SELECTED PASSAGE:
..........

French broadcaster (1950–2022)

Jean-Pierre Pernaut (/fr/; 8 April 1950 – 2 March 2022) was a French news presenter and broadcaster. He was widely known simply by his initials, JPP.

==Biography==
Pernaut was born in Amiens, Somme, on 8 April 1950. The regular presenter of station TF1's lunchtime news bulletin, the 13 Heures (1pm) between 1988 and 2020, Pernaut's combination of avuncular personality and authoritative delivery made him one of France's most popular news readers.

Also editor-in-chief of the bulletin, Pernaut long promoted a deliberate policy of trivial content in each edition, usually running items about local culture and traditional crafts towards the end of the broadcast.

The approach won a regular audience of between seven and eight million for the 13 Heures, a considerable figure for a lunchtime news programme.

From 1991 to 2010 he was also the longtime presenter of Combien ça coûte ? (How much does that cost?), a monthly consumer programme, again on TF1. Furthermore, from 1988 until his death Pernaut served on the board of directors of TF1 Group as a representative of the firm's employees.

..........

DATA EXCERPT:

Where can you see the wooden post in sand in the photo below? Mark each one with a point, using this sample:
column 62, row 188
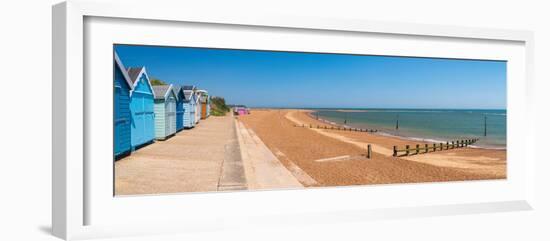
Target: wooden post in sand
column 368, row 151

..........

EXERCISE REQUIREMENTS:
Write out the passage on Jean-Pierre Pernaut again, starting at "Also editor-in-chief of" and ending at "of the broadcast.", and switch "traditional crafts" to "regional crafts".

TASK SOLUTION:
Also editor-in-chief of the bulletin, Pernaut long promoted a deliberate policy of trivial content in each edition, usually running items about local culture and regional crafts towards the end of the broadcast.